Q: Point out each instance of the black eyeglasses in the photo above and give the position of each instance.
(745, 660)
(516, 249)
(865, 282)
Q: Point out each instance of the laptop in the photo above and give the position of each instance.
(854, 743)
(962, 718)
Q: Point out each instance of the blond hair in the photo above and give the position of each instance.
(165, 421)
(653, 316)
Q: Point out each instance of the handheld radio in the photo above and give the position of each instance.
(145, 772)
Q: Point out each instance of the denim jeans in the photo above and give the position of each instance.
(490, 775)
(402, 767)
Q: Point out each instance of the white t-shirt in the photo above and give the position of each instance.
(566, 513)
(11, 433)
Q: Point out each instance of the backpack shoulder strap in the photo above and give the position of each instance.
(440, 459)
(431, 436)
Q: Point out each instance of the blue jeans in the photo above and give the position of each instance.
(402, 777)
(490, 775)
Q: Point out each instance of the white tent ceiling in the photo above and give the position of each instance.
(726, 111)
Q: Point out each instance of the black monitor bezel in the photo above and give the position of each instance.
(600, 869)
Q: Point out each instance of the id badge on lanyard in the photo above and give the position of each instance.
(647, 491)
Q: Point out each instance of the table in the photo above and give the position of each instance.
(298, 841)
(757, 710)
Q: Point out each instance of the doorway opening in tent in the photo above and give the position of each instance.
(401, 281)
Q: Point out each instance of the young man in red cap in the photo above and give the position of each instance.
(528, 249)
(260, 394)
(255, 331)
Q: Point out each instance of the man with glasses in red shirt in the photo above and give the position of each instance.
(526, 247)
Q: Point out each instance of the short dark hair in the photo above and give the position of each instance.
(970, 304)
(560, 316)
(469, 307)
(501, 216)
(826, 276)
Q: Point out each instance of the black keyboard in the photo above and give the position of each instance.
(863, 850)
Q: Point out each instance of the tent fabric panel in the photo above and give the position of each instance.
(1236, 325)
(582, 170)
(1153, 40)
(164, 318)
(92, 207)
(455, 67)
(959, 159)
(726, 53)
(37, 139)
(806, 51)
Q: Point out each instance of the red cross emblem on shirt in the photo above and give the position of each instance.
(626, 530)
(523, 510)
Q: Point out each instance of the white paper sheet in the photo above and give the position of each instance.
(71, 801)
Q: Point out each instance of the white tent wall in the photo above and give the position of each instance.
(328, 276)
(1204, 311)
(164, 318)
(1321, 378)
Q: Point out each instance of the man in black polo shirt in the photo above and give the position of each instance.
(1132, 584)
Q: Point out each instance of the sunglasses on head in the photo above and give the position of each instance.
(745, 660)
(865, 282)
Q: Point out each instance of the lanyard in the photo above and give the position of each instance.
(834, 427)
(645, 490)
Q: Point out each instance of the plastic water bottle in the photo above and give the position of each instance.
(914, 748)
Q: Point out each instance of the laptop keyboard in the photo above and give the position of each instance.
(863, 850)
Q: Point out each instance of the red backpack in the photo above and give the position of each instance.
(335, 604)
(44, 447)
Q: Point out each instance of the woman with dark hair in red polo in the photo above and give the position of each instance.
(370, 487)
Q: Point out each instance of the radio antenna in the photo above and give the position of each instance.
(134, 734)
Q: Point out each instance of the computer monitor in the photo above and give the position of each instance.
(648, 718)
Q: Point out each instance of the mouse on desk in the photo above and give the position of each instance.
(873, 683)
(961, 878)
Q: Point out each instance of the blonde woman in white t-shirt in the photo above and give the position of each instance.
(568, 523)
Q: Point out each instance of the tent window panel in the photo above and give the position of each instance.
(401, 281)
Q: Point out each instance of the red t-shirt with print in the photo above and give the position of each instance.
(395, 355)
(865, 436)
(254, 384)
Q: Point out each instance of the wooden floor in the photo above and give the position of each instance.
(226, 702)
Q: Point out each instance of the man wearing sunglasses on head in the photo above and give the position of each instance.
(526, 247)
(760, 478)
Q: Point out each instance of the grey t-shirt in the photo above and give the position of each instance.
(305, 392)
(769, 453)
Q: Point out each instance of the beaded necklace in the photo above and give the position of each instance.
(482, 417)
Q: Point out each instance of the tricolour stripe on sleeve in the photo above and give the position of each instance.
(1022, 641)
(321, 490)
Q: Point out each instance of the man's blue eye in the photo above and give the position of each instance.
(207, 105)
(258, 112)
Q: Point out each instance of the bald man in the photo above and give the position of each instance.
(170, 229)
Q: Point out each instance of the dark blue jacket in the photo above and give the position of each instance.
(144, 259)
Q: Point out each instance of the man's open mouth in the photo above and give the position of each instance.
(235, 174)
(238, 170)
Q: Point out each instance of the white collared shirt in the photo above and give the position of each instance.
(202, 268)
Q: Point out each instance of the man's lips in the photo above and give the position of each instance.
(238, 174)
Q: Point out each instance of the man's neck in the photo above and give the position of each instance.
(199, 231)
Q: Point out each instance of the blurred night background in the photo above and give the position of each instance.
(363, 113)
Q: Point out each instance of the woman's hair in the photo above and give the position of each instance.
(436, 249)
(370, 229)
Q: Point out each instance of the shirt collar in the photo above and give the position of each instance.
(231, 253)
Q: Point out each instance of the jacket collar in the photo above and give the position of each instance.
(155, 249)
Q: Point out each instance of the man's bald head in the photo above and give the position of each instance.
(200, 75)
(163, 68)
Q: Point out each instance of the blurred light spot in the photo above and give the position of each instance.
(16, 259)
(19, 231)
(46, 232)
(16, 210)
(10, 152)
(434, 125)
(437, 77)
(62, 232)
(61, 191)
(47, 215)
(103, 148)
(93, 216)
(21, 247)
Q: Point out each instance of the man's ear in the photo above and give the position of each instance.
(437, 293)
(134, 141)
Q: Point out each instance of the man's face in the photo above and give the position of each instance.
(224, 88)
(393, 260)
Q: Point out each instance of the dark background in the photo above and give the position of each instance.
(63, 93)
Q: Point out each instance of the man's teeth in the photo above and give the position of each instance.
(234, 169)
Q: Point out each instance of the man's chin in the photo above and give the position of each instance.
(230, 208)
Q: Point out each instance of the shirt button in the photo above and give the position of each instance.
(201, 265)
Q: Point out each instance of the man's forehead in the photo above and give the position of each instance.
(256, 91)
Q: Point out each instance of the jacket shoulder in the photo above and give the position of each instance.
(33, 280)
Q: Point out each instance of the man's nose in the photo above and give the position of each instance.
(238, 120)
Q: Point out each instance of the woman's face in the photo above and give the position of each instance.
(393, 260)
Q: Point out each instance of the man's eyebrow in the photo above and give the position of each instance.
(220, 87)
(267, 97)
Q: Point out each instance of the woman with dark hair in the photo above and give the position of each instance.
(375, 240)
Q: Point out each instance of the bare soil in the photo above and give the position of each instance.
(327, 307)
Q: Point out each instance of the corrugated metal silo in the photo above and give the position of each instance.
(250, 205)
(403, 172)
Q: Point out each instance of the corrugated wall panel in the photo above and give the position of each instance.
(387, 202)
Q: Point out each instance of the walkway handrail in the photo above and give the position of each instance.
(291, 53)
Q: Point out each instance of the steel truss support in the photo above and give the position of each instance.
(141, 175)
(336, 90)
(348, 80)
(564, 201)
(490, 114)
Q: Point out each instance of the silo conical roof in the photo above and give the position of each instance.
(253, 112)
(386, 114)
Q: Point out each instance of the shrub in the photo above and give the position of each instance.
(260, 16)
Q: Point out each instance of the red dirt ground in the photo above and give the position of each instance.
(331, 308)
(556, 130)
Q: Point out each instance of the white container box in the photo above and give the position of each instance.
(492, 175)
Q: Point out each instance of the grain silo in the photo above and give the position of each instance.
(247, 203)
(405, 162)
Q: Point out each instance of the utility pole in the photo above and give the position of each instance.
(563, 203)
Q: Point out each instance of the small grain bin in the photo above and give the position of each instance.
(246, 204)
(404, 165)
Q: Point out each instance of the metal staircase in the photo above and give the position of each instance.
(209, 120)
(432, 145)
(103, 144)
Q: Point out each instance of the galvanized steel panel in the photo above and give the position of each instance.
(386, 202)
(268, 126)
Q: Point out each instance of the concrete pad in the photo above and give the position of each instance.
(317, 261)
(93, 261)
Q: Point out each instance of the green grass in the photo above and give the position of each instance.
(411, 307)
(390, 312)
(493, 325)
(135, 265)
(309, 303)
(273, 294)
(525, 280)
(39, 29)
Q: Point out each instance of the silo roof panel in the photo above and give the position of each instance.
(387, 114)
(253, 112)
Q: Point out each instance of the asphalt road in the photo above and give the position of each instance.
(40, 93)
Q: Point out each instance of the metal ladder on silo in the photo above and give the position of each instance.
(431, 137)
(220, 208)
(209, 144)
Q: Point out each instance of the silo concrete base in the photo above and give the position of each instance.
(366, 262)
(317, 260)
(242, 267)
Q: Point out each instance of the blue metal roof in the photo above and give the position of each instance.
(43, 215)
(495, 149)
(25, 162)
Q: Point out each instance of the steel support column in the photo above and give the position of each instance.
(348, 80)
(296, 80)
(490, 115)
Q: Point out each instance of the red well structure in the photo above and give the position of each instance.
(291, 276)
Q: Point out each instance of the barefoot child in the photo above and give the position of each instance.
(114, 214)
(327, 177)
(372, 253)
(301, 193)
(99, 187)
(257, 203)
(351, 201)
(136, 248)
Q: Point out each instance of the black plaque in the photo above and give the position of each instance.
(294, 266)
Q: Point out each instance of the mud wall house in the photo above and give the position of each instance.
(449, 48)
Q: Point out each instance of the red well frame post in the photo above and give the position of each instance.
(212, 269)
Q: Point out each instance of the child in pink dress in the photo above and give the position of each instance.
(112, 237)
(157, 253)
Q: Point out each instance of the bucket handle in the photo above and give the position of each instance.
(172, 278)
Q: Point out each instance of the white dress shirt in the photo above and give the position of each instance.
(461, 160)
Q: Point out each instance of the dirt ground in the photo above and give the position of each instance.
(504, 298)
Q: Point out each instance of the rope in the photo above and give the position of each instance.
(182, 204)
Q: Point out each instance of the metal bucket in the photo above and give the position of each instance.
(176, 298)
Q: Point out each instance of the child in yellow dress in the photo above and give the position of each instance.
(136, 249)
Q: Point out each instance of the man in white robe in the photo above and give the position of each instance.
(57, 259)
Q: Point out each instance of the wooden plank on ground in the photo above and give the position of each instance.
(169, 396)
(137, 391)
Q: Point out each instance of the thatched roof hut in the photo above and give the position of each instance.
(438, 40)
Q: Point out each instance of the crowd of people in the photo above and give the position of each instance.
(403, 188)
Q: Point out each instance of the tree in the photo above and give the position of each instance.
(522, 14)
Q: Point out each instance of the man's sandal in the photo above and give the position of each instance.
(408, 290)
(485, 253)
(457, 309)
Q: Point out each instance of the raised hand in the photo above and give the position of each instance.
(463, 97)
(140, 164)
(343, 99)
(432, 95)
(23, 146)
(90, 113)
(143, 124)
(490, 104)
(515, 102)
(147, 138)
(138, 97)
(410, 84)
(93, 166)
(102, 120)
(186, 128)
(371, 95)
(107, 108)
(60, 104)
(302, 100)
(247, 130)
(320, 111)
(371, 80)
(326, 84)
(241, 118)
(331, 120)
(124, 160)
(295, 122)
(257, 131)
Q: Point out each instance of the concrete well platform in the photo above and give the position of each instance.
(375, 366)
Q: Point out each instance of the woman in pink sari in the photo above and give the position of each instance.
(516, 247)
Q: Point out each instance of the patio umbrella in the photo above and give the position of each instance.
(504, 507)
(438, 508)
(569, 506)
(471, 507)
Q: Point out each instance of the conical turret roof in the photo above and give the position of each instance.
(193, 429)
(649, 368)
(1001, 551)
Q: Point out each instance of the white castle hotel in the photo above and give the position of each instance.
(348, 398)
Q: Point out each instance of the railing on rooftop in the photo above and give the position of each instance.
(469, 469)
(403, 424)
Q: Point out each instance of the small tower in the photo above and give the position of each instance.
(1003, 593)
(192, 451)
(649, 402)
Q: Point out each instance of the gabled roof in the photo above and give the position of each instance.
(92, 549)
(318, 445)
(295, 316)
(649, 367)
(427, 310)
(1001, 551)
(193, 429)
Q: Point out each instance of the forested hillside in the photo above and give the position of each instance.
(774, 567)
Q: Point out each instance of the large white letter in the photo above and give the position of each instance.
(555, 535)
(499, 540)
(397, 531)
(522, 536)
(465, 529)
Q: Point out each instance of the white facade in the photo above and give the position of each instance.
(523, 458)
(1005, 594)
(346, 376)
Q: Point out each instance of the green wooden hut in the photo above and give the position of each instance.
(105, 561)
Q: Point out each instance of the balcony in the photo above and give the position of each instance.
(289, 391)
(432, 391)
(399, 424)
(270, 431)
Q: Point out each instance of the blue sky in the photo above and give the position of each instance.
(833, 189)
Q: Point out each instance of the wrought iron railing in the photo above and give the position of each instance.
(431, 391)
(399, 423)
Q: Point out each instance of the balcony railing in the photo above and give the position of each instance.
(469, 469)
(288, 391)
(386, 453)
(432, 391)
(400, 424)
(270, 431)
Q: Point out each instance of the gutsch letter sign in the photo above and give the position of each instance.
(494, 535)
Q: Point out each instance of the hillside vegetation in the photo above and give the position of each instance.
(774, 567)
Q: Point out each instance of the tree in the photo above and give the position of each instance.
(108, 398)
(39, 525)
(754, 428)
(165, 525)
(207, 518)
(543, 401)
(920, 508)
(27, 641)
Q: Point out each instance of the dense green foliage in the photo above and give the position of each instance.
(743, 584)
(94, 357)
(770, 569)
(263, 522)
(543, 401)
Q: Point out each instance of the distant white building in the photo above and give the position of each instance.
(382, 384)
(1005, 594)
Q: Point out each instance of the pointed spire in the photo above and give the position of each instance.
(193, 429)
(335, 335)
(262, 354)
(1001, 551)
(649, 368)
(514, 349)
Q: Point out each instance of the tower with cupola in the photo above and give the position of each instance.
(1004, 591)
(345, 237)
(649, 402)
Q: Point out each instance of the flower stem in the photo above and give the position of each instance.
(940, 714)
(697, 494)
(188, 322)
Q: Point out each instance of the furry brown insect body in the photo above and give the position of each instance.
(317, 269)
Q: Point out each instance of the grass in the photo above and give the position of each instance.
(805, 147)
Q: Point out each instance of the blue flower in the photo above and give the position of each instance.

§ **WHAT TO DO**
Reproduce nothing but the lines from the line containing "Q: Point out each instance of the wrought" to the last line of the data, each exactly as written.

§ **THE COMPLETED TASK**
Q: Point out each instance of the wrought iron railing in the photo above and give the position of each instance.
(431, 391)
(399, 423)
Q: Point out each instance of the balcony railing in the photo above and give the position of each instance.
(469, 469)
(288, 391)
(386, 453)
(432, 391)
(400, 424)
(270, 431)
Q: Point out each instance of the gutsch letter sign in the photo above and give the position of each instance.
(494, 535)
Q: Point out each instance of the hillside vegetation in the photo above and give the position of each instance.
(774, 567)
Q: Point out each instance of the tree in the photo above and give the position of each instance.
(108, 398)
(39, 525)
(754, 428)
(165, 525)
(207, 518)
(543, 401)
(920, 508)
(27, 641)
Q: Point out each instance of the dense green foliage in the photo above and give the position of each instance.
(743, 584)
(94, 357)
(770, 569)
(263, 522)
(543, 401)
Q: Point out each instance of the distant white building in the photo above and give the position of each instance.
(382, 384)
(1005, 594)
Q: Point out each instance of the pointed spire in the photo above and give the position of each instance.
(193, 429)
(335, 335)
(262, 354)
(1001, 551)
(649, 368)
(514, 349)
Q: Point out each instance of the tower with cupola in the photo above and give the position of each instance.
(1004, 591)
(345, 237)
(649, 402)
Q: Point out each instance of the flower stem in the photo above and give the position of each instance.
(940, 714)
(697, 494)
(188, 322)
Q: Point out each instance of the furry brown insect body in the photo above and give the position of each instance.
(317, 269)
Q: Point out each instance of the grass in the photo above and give the position of each instance.
(805, 147)
Q: Point out each instance of the blue flower in the photo above and give the position of each instance.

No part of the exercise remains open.